=== GIVEN INSTRUCTION 1 ===
List every stadium named in the passage on Wikus van Heerden.

=== DOCUMENT PASSAGE ===
Wikus van Heerden
- Born: Johannes Lodewikus van Heerden 25 February 1979 (age 46) Johannesburg, South Africa
- Height: 1.93 m (6 ft 4 in)
- Weight: 108 kg (238 lb)
- School: Hoërskool Waterkloof
- Notable relative(s): Moaner van Heerden (father)

Rugby union career
- Position(s): Flanker, Lock

Provincial / State sides
- Years: Team / Apps / (Points)
- 2001–2006: Golden Lions / 25 / (35)
- 2007–2008: Blue Bulls / 15 / (30)
- 2009–2010: Saracens / 21 / (10)
- 2010–2012: Golden Lions / 17 / (10)

Super Rugby
- Years: Team / Apps / (Points)
- 2002: Cats / 4 / (0)
- 2003: Bulls / 11 / (10)
- 2004–2006: Cats / 31 / (25)
- 2007–2008: Bulls / 27 / (50)
- 2010–2012: Lions / 20 / (5)

International career
- Years: Team / Apps / (Points)
- 2003–2007: South Africa / 14 / (5)
- Medal record
Men's Rugby union
Representing South Africa
Rugby World Cup
| Gold medal – first place | 2007 France | Squad |

= Wikus van Heerden =

South African rugby union player

Johannes Lodewikus 'Wikus' van Heerden (born 25 February 1979 in Johannesburg) is a South African former rugby union player who played as a flanker. He finished his career playing for the Lions in Super Rugby, and the Golden Lions in the national Currie Cup competition. Van Heerden also won 14 caps for the South Africa national team, the Springboks. Before his move to the Bulls, he was the captain of the Cats (now known as the Lions).

He announced his retirement during the 2012 Currie Cup Premier Division season.

==Career==
Van Heerden made his debut for the Springboks on 7 June 2003 as flanker against Scotland at Kings Park in Durban. South Africa won the match 29 points to 25. He played at flanker for the second Test against the Scottish a week later at Ellis Park, which South Africa also won, 28 to 19.

He was subsequently including in South Africa's 2003 Tri Nations Series squad. He played against the Wallabies at Newlands, which the Springboks won 26 to 22. He also played against the All Blacks at Loftus Versfeld, and was a reserve in another match against Australia at Suncorp Stadium, both of which the Springboks lost.

=== DATA FOR PROCESSING ===

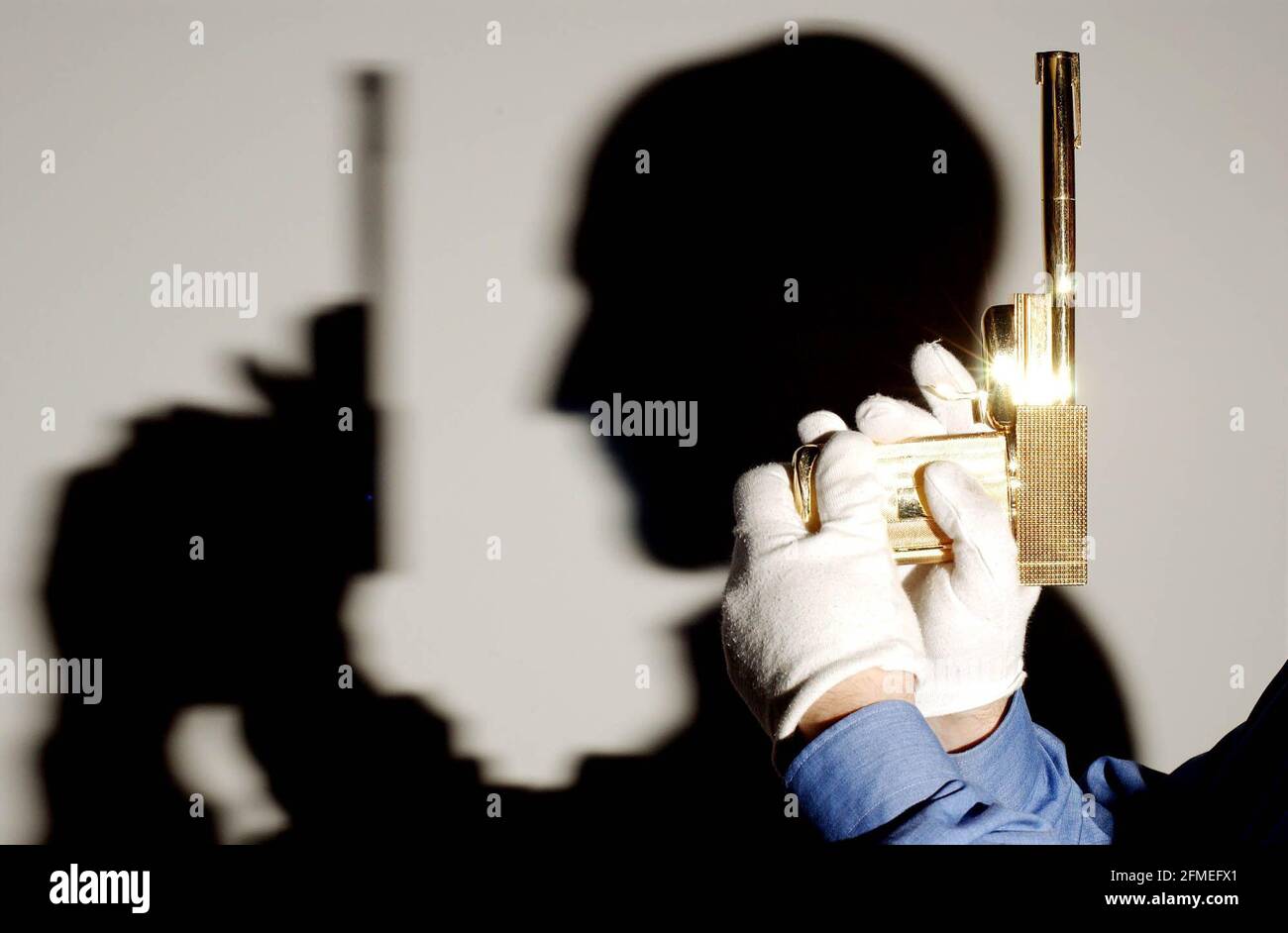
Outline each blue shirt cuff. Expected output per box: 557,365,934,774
952,689,1068,813
783,700,962,842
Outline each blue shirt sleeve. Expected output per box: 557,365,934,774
783,692,1130,844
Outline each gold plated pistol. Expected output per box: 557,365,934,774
793,52,1087,586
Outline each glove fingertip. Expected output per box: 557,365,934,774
796,410,846,444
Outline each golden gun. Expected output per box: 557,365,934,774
793,52,1087,586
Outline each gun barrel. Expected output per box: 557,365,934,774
1035,52,1082,403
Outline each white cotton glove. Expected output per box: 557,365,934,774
849,344,1039,718
721,426,924,740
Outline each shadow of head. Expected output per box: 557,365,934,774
555,35,999,568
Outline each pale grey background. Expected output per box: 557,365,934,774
0,0,1288,842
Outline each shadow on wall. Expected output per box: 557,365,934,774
35,36,1129,848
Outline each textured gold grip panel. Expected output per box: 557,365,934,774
1013,405,1087,586
793,433,1009,564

=== GIVEN INSTRUCTION 2 ===
In the entries, from the line with "Outline each pale" through the last line, please swap "Outline each" for "Mark every" and give those lines again with nothing else changed.

=== EXERCISE RESPONSE 1 ===
Kings Park, Ellis Park, Newlands, Loftus Versfeld, Suncorp Stadium

=== EXERCISE RESPONSE 2 ===
Mark every pale grey background. Expected output per box: 557,365,934,774
0,0,1288,842
Mark every shadow on wall. Expected output per box: 557,365,934,774
35,36,1129,848
Mark every textured gold grip panel. Expected output per box: 557,365,934,774
1013,405,1087,586
793,433,1009,564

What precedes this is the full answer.